** Start Supplied records **

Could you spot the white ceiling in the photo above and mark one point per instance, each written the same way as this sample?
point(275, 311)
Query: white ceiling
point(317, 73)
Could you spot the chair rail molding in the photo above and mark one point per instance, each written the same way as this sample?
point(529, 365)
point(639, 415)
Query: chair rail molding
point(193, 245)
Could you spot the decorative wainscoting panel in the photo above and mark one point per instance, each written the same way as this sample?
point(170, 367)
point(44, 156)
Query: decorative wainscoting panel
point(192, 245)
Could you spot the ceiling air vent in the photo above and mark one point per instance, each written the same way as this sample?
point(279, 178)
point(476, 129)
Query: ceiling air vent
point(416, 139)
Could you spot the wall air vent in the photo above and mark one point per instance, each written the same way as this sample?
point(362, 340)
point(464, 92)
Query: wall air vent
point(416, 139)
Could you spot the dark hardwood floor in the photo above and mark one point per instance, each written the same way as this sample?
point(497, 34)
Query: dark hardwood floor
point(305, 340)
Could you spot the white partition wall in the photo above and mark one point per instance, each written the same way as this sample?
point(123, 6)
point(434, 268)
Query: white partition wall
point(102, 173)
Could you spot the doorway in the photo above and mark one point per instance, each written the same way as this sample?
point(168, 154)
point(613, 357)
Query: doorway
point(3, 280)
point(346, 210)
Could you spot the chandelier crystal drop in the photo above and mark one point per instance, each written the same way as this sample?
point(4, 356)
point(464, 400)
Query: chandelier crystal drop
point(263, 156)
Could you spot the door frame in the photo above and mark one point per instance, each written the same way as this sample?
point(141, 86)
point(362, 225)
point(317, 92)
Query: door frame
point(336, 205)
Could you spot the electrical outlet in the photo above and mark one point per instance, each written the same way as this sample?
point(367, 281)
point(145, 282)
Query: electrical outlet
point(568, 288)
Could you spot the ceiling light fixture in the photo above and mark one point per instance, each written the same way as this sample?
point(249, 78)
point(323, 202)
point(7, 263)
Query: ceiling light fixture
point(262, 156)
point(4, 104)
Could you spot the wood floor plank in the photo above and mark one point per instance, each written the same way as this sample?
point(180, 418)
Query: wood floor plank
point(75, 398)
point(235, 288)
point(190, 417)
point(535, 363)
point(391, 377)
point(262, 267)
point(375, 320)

** End Supplied records **
** Start Supplied records **

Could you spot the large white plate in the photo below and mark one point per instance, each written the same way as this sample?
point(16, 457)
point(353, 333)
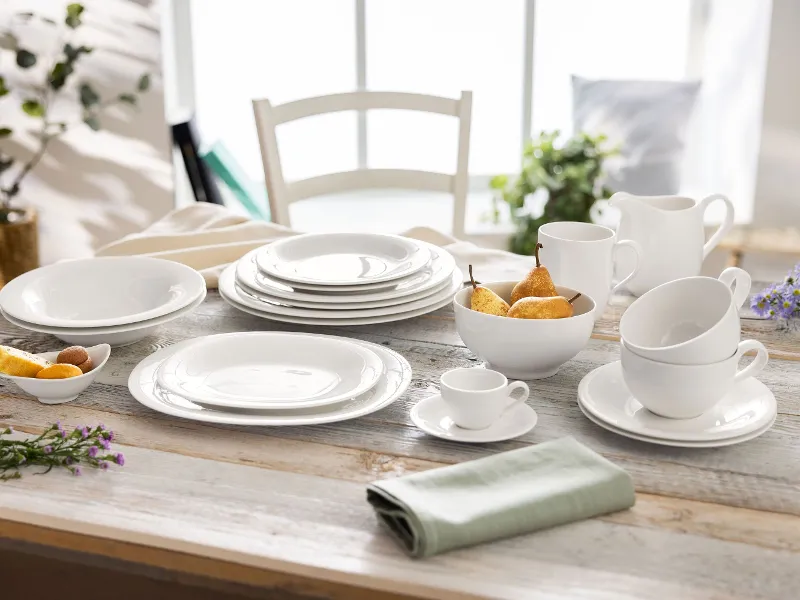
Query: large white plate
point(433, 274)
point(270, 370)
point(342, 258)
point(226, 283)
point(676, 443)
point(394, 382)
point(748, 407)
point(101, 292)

** End Supplied records **
** Start Supplied records **

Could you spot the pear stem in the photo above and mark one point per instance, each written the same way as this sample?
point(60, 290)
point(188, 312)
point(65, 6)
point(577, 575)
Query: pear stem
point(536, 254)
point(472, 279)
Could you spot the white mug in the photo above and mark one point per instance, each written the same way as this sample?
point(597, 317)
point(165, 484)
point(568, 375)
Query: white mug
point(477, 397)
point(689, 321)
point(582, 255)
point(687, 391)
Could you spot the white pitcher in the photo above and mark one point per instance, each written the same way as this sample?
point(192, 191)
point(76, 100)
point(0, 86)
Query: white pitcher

** End Supplied records **

Rewrite the data from the line containing "Could you spot the white ceiling" up to and including the line containing "point(192, 245)", substituting "crown molding" for "chair rail molding" and leaving everything else unchanged.

Could you spot the white ceiling in the photo above and mark one point per instance, each written the same way as this sample?
point(275, 311)
Query: white ceiling
point(317, 73)
Could you spot the crown molding in the photo above and mark one point per instance, each written the same way as this sample?
point(529, 365)
point(639, 415)
Query: crown molding
point(193, 245)
Could you spot the decorative wainscoting panel in the photo above and mark one point per instance, each written the same way as this sample?
point(170, 367)
point(44, 156)
Query: decorative wainscoting panel
point(192, 245)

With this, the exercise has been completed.